* _INFORMATION_

'''

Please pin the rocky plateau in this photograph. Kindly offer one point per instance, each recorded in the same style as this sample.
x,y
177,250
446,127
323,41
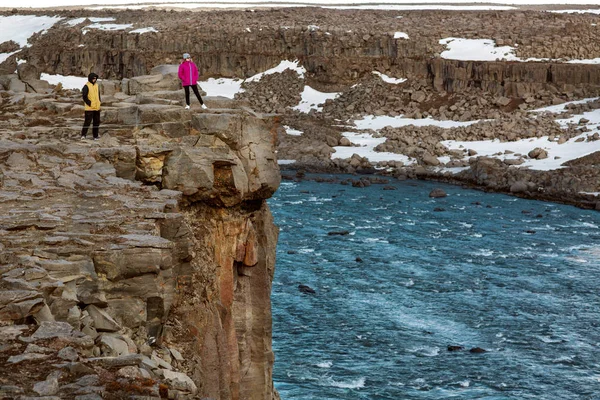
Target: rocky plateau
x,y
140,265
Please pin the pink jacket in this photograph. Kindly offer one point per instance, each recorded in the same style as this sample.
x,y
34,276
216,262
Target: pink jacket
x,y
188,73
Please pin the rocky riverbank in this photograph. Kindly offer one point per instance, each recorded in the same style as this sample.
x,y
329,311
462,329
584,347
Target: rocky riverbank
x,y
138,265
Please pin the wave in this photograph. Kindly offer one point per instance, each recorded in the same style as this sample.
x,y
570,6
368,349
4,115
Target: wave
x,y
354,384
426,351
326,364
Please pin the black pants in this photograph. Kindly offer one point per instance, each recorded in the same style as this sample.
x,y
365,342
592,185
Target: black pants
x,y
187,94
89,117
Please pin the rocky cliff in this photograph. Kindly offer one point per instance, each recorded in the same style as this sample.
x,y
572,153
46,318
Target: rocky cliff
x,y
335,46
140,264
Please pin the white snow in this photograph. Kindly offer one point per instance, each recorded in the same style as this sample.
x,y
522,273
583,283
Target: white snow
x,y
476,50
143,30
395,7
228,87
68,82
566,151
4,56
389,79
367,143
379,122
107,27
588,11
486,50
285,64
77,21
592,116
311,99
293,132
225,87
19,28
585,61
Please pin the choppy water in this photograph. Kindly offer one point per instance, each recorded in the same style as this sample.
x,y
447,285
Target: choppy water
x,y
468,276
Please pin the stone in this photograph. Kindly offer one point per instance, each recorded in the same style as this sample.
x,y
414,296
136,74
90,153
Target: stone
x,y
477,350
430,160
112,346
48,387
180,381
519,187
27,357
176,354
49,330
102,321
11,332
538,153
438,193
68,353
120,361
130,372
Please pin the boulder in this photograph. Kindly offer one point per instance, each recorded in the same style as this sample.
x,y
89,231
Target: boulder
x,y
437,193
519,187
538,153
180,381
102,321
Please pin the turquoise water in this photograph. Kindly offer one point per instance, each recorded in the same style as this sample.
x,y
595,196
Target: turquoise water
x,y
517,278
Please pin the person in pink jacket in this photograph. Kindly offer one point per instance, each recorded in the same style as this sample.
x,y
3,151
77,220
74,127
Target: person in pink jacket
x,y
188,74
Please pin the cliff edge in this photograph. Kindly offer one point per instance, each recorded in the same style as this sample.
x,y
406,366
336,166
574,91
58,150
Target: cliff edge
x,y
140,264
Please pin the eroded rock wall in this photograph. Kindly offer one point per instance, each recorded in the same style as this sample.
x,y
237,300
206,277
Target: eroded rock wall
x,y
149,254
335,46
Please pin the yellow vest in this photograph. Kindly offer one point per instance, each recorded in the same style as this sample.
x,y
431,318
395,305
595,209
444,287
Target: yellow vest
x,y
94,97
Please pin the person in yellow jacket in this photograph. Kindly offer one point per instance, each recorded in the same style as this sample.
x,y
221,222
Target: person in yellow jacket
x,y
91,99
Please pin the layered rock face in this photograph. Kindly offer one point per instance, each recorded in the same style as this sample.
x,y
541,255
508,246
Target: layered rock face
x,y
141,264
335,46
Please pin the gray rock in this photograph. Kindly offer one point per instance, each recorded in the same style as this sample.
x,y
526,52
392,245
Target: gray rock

'''
'''

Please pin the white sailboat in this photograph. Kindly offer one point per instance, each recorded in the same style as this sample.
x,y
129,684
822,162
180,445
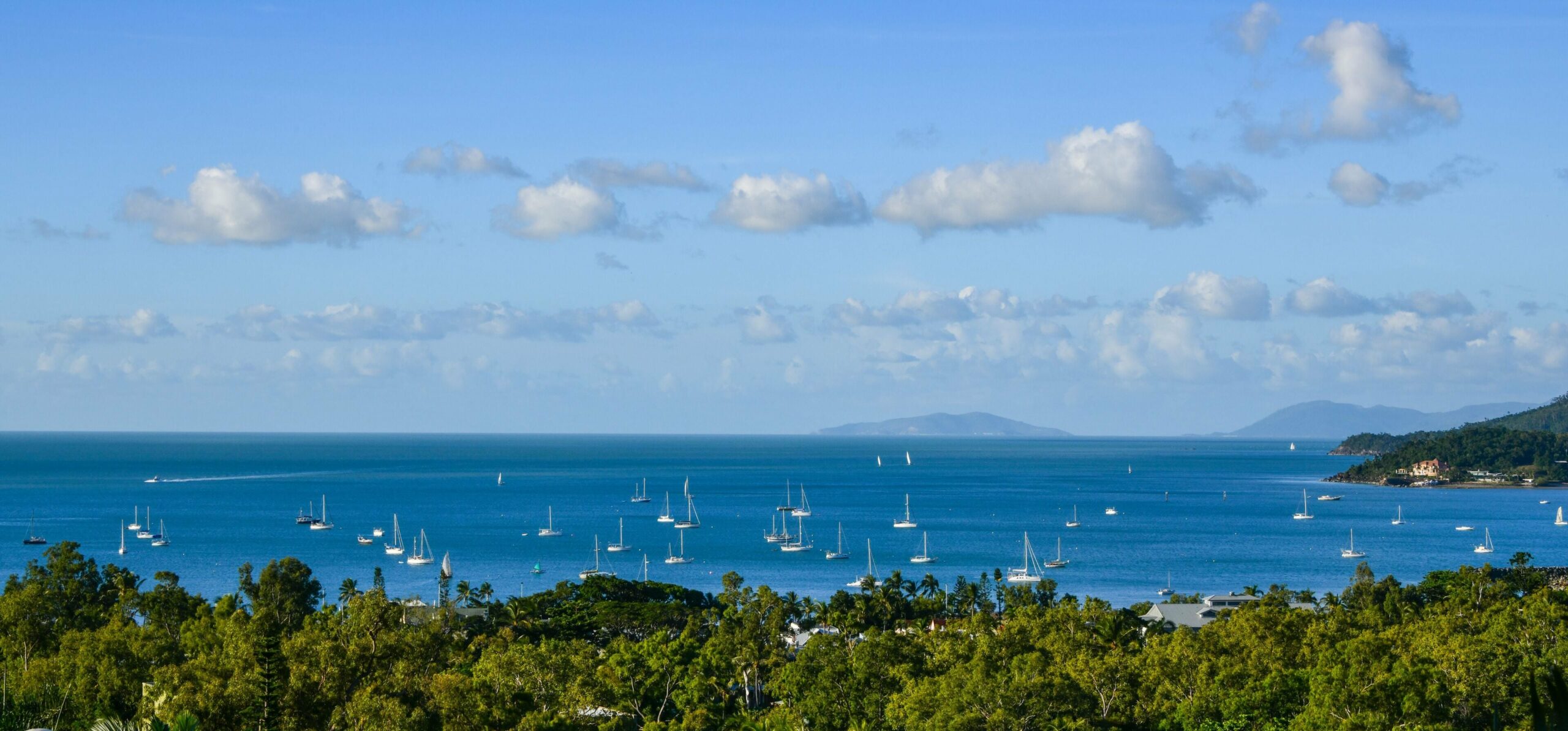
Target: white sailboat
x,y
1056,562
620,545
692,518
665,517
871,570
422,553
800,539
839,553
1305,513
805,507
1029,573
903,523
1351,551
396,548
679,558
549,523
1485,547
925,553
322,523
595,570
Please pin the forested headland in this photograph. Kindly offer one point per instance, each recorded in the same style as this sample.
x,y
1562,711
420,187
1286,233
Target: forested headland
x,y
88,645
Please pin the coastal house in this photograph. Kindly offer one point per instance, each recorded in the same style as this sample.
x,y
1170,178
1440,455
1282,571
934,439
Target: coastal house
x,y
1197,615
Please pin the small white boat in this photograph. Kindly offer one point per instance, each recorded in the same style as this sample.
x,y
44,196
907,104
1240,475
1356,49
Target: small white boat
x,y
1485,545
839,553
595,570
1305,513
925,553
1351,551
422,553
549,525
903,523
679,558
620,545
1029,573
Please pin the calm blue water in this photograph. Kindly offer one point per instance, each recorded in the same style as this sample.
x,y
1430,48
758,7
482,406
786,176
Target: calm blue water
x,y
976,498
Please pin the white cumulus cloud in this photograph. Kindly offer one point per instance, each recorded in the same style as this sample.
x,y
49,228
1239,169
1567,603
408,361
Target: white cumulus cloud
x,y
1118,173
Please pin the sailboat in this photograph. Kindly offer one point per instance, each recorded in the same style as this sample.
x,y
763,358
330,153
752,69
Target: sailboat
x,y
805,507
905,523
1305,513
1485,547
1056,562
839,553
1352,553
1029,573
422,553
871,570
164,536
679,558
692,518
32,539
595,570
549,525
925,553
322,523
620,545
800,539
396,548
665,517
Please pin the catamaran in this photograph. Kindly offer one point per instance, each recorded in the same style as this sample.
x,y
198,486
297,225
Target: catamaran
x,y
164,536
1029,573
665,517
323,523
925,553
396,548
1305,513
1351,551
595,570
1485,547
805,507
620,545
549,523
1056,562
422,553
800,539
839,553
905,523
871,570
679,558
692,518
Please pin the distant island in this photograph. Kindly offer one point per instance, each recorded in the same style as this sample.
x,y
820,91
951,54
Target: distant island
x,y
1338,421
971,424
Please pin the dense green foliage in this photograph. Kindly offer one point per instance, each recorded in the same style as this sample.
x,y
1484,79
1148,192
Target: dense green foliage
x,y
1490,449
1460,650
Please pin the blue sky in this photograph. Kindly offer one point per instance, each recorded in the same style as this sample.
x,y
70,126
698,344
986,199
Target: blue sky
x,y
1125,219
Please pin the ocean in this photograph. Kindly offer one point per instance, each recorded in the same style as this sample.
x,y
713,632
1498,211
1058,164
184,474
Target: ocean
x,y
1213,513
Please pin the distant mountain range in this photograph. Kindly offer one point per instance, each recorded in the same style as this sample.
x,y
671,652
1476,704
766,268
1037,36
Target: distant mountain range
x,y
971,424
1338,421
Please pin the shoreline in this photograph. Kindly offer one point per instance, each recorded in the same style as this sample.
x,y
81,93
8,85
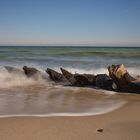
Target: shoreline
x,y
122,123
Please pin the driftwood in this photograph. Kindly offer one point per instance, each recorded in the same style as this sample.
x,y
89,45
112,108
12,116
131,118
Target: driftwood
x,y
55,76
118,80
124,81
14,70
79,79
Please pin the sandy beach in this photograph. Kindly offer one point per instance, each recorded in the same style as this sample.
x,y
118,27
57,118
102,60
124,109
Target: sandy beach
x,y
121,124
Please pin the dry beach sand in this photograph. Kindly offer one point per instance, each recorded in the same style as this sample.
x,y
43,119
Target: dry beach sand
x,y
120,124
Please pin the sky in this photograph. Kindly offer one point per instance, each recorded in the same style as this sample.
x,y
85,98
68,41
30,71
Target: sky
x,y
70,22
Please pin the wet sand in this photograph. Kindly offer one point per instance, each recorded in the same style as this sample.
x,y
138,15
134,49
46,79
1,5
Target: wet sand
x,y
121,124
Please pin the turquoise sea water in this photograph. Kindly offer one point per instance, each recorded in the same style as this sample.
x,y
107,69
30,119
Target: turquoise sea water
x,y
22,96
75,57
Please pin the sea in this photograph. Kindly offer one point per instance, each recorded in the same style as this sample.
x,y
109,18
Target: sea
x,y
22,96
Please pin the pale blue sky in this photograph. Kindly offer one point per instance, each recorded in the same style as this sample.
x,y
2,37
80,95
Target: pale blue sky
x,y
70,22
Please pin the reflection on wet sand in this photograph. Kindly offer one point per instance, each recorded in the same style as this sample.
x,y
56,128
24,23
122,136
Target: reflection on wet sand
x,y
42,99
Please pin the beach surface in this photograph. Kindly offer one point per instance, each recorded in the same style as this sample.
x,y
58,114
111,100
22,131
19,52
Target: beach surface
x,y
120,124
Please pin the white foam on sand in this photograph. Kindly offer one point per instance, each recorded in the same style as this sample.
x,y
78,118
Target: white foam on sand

'''

* _WHAT YOU ARE ASKED TO DO_
Each line in the records above that contains the word "foam" must be copied.

* _WRITTEN SOLUTION_
Please pin the white foam on sand in this photograph. Kindly offer one point per instance, each recorded in the same style as this sample.
Target: white foam on sand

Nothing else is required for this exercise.